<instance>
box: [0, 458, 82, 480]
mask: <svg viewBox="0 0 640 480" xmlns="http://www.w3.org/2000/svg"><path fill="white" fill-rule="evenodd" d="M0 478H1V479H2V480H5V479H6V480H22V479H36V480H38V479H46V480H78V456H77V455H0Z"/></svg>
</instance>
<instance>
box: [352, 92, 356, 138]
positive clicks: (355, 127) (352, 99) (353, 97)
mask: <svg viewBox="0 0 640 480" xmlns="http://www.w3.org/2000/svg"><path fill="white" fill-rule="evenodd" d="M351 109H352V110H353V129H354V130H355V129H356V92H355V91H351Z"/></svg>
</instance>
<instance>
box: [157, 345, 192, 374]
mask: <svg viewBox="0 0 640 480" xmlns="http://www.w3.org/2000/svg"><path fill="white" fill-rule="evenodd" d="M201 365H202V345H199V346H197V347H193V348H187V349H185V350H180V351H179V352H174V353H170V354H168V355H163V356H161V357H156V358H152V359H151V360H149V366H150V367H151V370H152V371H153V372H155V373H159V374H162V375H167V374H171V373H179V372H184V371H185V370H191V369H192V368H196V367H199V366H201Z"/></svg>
+ + +
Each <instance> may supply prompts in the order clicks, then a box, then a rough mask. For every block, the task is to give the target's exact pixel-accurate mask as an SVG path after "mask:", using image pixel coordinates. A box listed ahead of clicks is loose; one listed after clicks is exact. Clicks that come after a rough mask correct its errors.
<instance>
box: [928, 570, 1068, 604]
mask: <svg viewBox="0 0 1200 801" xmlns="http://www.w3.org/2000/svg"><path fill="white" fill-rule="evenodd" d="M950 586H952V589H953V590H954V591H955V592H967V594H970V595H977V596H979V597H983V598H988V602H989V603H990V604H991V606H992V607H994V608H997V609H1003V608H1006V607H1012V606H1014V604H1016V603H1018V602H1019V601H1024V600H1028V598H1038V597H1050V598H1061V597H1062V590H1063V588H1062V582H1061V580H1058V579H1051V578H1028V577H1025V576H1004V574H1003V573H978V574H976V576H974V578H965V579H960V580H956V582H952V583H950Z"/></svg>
+ + +
EXERCISE GOAL - With the line holding "box: [0, 458, 82, 480]" as the first and the line holding "box: [352, 92, 356, 138]" as the last, set down that range of the entries above exactly, and nothing else.

TASK RESPONSE -
box: [0, 458, 82, 480]
mask: <svg viewBox="0 0 640 480" xmlns="http://www.w3.org/2000/svg"><path fill="white" fill-rule="evenodd" d="M0 478H1V479H2V480H5V479H6V480H22V479H36V480H38V479H46V480H78V456H77V455H0Z"/></svg>
</instance>
<instance>
box: [352, 92, 356, 138]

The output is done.